**Problems to work on**
- A) For the forum thread on fly tie kits, decide whether each statement agrees with the thread: (i) southpaw says a vise from FTU will cost at least $200; (ii) flyakker works near the Fish & Tackle Unlimited on I-10; (iii) southpaw recommends buying EP fibers. Answer yes or no for each and quote the thread's deciding words.
- B) Extend the forum thread on fly tie kits past its final line.

** START Excerpt provided **

# Fly Tie Kits: Advice and Information



## flyakker (May 27, 2014)

I've peeked at the kit that Bass Pro has, and plan on scooting over to Orvis to see what they have (that is my excuse to run over there). I'm going to check to see if Fish & Tackle Unlimited has anything. I work right by the one on I-10. All opinions welcome. Advice is appreciated. Sarcastic snide remarks are expected, not not welcome, nor appreciated. LoL :dance:


----------



## southpaw (Feb 25, 2009)

Orvis has a cheaper (~$100) rotary vise that isn't bad. I know a few guys that tie on them and they're not bad. If you buy a vise from FTU expect to spend at least $200. They sell dynaking and Renzetti there. Buy materials from FTU, they usually have a good selection for a cheaper price, but lately have been out of stock on a few popular items. In my opinion, I wouldn't buy EP fibers or EP brush. I use congo hair from flytyersdungeon which is pretty much the same thing for about 1/4 of the price. I also spin my own dubbing brushes and it's saved me a lot of money. The only problem is that fly tyers dungeon usually takes 2 weeks to go from purchase to my doorstep. If you can wait, I think it's worth it.


----------



## RUFcaptain (Aug 12, 2011)

** END Excerpt provided **
** START Given entries **

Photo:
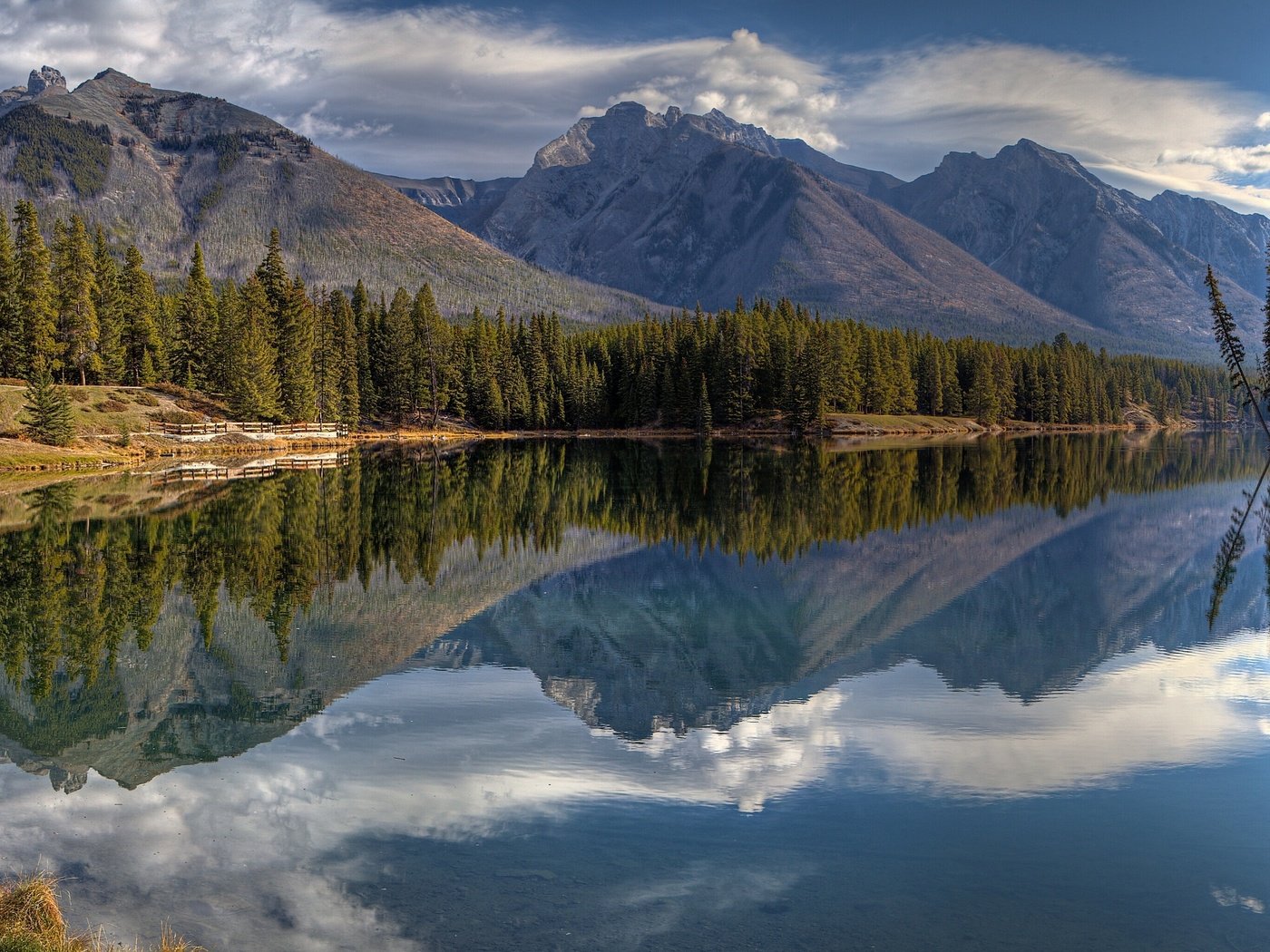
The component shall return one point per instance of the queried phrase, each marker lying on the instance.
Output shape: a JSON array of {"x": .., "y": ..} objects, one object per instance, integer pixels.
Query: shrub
[{"x": 177, "y": 416}]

** END Given entries **

**Answers in order**
- A)
(i) Yes: "If you buy a vise from FTU expect to spend at least $200."
(ii) Yes: "I work right by the one on I-10."
(iii) No: "In my opinion, I wouldn't buy EP fibers or EP brush."

- B)
+1 on FTU
EP fibers are excellent materials for saltwater flies, especially offshore applications.
Dynaking is the vise I recommend, expensive but well worth it IMO.


----------



## MarkA70 (May 3, 2011)

flyakker: My advice would be to stay away from the kits. They will invariably be made up of bottom of the line tools. If you stay in the Dr. Slick line you will have a set of tools that will last you nearly forever. Also you will not wind up double buying, that is getting the set and then replacing everything with better equipment. YouTube has a bunch of great videos on tying EP stuff, and they come with a list of what you need to tie the fly, that should help in over purchase of not need fly tying materials. My $0.02.


----------



## TXTECHKA (May 28, 2009)

I wouldn't get a kit. Start with one fly that you want to learn to tie. Buy just the materials for that fly. You'll need a vise and a few tools. I would look at a Renzetti Traveler or other good rotary vise. Cheap vises that come with kits are junk. Youtube is your friend.


----------



## CoastalOutfitters (Aug 20, 2004)

agree w above , skip the kits

look at thompson or metz vices they have been around forever 

be careful and get one w large enough jaws for saltwater hooks if that is your use, 

i would prob get a higher end hardware kit, it will be cheaper

bobbin, scissors, loop puller, thread holder........etc

you can't beat crystal flash, the stuff is awsome

and get a little x-acto knife, really handy with the slant tipped blade


----------



## texasislandboy (Apr 28, 2012)

I got the orvis fly kit and it has been great for me. I need to buy some new supplies I used up alot of it.


----------



## flyakker (May 27, 2014)

Thanks for the input, everyone! I'm taking all of the advice to mind.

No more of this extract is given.